*Passage*
════
The model parameters are \(\alpha \in (1,\infty)\), \(\beta \in (1,\infty)\), \(\gamma \in (0,1)\) and \(\tau^2 \in (0,\infty)\) and we consider the following prior distribution:
\[\alpha \sim N(0, \sigma^2_\alpha)\] \[\beta \sim N(0, \sigma^2_\beta)\] \[\gamma \sim Unif(0,1)\] \[\tau^2 \sim IG(a,b)\]
We can see relationship between the two variables below:
# The dependent variable represents the length of the dugongs, while the independent variable represents the age of the dugongs
#install.packages('invgamma')
library('invgamma')
data = read.table(file = 'dugong-data.csv', sep = ',', header = TRUE)
x = data$Age
y = data$Length
#LENGTH VS AGE
## x is AGE(INDEPENDENT)
#Dimension of independent variable
length(x)
## [1] 27
## y is LENGTH(DEPENDENT)
## Dimension of dependent variable
length(y)
## [1] 27
plot(x,y, xlab = "Age", ylab = "Length", main = "Non linear regression",col="blue",pch = 20, lwd = 5)
abline(lm(y~x),col='green')
════
[Photo labels with boxes]
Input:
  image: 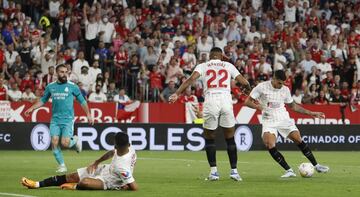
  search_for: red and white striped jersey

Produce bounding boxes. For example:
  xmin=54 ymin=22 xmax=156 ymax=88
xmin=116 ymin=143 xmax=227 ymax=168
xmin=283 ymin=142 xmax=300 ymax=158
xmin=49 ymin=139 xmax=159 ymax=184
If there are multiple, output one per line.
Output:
xmin=194 ymin=60 xmax=240 ymax=94
xmin=250 ymin=81 xmax=294 ymax=122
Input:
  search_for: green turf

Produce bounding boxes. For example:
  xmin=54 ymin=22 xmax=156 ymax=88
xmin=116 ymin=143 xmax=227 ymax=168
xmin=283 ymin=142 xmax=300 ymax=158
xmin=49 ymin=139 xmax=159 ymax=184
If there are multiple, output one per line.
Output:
xmin=0 ymin=151 xmax=360 ymax=197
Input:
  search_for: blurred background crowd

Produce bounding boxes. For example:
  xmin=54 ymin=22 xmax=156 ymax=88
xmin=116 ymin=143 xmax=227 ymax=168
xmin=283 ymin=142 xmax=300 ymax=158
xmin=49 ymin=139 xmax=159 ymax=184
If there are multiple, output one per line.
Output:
xmin=0 ymin=0 xmax=360 ymax=106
════
*Set of tasks*
**A)** Please answer these questions about the dugong regression passage:
(i) What prior distribution does the passage give for \(\gamma\)?
(ii) What value does length(x) return?
(iii) What color is the line that abline draws on the plot?
**B)** Carry on the dugong regression passage from where it stops.

*Response list*
**A)**
(i) \(\gamma \sim Unif(0,1)\)
(ii) 27
(iii) Green

**B)**
1 b) Derive the corresponding likelihood function
Solution:
The likelihood function can be derived in the following way:
\[ f(y_{1},y_{2}...y_{n} \mid \mu_{i},\sigma)=\prod_{i = 1}^{n}\frac{1}{\sqrt{2\pi\sigma^{2}}} exp \left[\frac{-1}{2\sigma^{2}}(y_{i}-\mu)^{2}\right] \\ =\left(\frac{1}{\sqrt{2\pi\sigma^{2}}}\right)^{n} exp\left[\frac{-1}{2\sigma^{2}}\sum_{i = 1}^{n}(y_{i}-\mu)^{2}\right] \\ =\left(\frac{1}{\sqrt{2\pi\sigma^{2}}}\right)^{n} exp\left[\frac{-1}{2\sigma^{2}}\sum_{i = 1}^{n}(y_{i}^{2}+\mu^{2}-2\mu y_{i})\right] \\ =\left(\frac{1}{\sqrt{2\pi\sigma^{2}}}\right)^{n} exp\left[\frac{-1}{2\sigma^{2}}\left(\sum_{i = 1}^{n}y_{i}^{2}+\sum_{i = 1}^{n}\mu^{2}-2\sum_{i = 1}^{n}\mu y_{i}\right)\right] \\ =\left(\frac{1}{\sqrt{2\pi\sigma^{2}}}\right)^{n} exp\left[\frac{-n}{2\sigma^{2}}\left(\mu^{2}-2\mu \overline{y}+\frac{1}{n}\sum_{i=1}^{n}y_{i}^{2}\right)\right] \\ \] By observing this equation we can see that likelihood would also be normal distribution with \[ \mu = \overline{y} \\ \sigma^{2}=\frac{\sigma_y^2}{n} \] 1 c) Write down the expression of the joint prior distribution of the parameters at stake and illustrate your suitable choice for the hyperparameters.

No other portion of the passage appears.